(A block of data)

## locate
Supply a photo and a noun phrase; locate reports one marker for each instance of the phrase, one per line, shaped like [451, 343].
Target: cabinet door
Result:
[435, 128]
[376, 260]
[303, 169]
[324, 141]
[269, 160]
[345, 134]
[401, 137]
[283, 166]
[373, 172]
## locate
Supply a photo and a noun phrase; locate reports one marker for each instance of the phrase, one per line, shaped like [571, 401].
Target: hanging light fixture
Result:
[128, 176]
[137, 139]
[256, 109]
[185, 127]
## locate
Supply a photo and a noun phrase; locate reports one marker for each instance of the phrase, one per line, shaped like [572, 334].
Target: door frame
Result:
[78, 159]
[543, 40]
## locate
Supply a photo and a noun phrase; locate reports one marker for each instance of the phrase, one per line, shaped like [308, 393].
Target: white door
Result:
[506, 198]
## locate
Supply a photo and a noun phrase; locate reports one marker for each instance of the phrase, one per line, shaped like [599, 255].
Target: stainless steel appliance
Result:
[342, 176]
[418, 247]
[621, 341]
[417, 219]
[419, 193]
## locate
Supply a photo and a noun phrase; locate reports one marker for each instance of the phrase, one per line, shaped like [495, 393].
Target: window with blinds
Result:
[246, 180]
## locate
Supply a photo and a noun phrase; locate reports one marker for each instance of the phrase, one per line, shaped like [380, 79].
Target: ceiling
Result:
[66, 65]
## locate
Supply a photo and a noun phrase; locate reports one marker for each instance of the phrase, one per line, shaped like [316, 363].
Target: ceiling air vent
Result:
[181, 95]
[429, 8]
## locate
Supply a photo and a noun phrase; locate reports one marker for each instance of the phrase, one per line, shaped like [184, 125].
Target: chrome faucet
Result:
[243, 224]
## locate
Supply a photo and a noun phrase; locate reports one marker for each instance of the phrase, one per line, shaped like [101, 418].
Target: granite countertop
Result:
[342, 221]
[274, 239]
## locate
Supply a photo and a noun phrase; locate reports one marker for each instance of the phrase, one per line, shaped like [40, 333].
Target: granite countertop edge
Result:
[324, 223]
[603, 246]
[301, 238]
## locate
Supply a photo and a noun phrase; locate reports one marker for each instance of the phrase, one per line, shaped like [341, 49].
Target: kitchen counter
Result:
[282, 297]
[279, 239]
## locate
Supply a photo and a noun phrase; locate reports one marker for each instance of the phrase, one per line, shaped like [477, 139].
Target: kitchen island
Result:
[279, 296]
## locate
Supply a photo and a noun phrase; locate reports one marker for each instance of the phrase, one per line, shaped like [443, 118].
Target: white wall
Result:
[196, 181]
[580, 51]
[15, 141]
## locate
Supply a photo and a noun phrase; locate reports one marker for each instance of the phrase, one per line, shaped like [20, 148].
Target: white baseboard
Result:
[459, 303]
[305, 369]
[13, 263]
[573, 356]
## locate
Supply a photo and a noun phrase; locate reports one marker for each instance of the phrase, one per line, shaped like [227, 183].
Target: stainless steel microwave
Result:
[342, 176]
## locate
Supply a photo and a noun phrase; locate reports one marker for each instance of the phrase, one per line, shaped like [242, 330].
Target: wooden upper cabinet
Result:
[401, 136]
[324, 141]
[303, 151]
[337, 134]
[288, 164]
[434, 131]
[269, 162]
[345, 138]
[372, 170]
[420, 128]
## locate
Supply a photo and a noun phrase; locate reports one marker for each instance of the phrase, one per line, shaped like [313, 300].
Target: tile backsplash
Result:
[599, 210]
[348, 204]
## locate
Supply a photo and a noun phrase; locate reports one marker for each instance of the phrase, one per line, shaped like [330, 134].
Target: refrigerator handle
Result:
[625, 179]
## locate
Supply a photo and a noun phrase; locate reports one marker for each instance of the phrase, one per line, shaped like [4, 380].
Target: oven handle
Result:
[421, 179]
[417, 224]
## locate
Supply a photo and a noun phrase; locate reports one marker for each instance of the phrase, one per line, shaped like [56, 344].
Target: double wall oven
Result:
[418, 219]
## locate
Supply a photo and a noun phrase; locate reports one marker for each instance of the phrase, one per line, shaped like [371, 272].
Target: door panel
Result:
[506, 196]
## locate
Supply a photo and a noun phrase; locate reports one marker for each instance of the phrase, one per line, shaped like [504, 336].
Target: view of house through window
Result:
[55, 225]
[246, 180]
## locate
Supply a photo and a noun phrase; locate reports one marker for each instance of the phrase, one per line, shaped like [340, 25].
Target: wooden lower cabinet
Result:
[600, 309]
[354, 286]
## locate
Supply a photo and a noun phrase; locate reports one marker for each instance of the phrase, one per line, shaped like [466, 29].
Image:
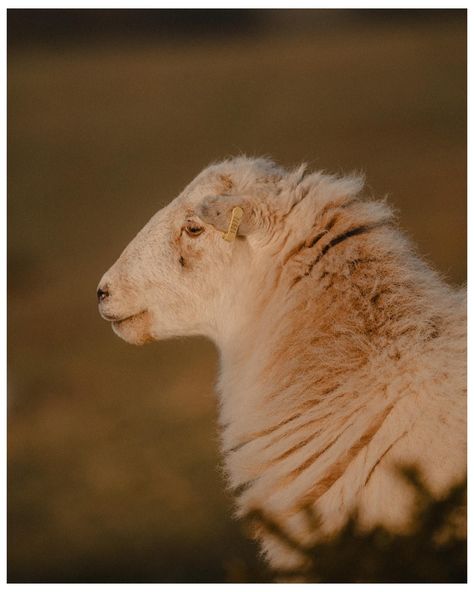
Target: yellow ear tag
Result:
[236, 219]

* **TASK REQUIREMENTS**
Pull out every line above that contains the word "granite" and copy each one in full.

* **FULL OUTPUT**
Target: granite countertop
Target: granite countertop edge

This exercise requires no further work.